Please continue the post about buying and quarantining aquarium fish, picking up right after its final sentence.

SOURCE DOCUMENT:
=======
Change brings suffering - Buddha
I live in the DC metro area and I get almost all my fish online from user-certified vendors or from CCA members. Anything from a retail outlet has to be something I really want and has to pass the "eyeball test", that is, looks good, isn't stuffed into an overcrowded or dirty tank, doesn't have wonky or dead specimens as tank-mates, etc. Even then they get their own tank for a couple weeks to try and ensure that they don't introduce something weird into my other tanks.
My own concerns about origin are aimed at a personal preference for captive bred stock - can't say whether that increases or decreases the risk of disease, but I tend toward thinking that sick fish come from sickly conditions, and like humans are routinely exposed to lots of things that can make them ill that they/we can ordinarily resist unless our immune systems get compromised, hence the rigorous application of the eyeball test in a place where fish are often as or more stressed than they will be at any other point in their lives. Just the nature of change.
=======
(Dataset entries)

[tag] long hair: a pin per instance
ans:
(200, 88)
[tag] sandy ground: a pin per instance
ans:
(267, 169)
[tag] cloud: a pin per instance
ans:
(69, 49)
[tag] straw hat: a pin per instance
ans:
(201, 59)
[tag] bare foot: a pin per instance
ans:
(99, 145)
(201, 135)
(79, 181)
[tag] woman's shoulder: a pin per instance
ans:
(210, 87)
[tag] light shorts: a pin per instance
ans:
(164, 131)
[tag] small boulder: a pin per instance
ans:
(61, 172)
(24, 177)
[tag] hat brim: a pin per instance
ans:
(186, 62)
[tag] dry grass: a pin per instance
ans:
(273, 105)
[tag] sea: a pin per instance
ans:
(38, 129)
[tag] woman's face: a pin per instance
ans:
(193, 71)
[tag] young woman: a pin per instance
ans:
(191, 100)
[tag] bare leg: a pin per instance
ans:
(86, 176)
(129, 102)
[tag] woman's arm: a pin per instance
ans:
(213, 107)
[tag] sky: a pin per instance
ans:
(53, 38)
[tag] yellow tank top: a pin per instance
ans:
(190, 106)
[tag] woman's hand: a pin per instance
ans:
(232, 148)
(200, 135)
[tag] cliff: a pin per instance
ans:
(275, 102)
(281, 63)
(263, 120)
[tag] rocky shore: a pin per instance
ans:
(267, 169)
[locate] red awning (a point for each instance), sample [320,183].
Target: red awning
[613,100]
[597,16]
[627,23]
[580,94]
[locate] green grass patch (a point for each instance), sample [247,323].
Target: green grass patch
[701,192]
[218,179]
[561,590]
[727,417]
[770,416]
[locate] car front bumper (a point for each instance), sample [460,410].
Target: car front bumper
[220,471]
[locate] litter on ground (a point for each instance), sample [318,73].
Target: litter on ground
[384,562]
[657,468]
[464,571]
=======
WRITTEN ANSWER:
First fish I bought 3 years ago when I moved to DC and returned to fishkeeping were some red-hump Geophagus at a Petco or Petsmart. They live at the neighbors house now but live they do. The second were a pair of Wild adult Bolivian rams that will probably die of old age. Opinions doubtless vary, but if a fish looks/acts healthy, my experience is that it generally is.
The coolest thing about the LFS scenario for me is that you never know what you're going to find and there's just not really any better means of assessing a "new" species than to get to look at it. The surprises become fewer and farther apart over time, but the possibility always remains. Good hunting.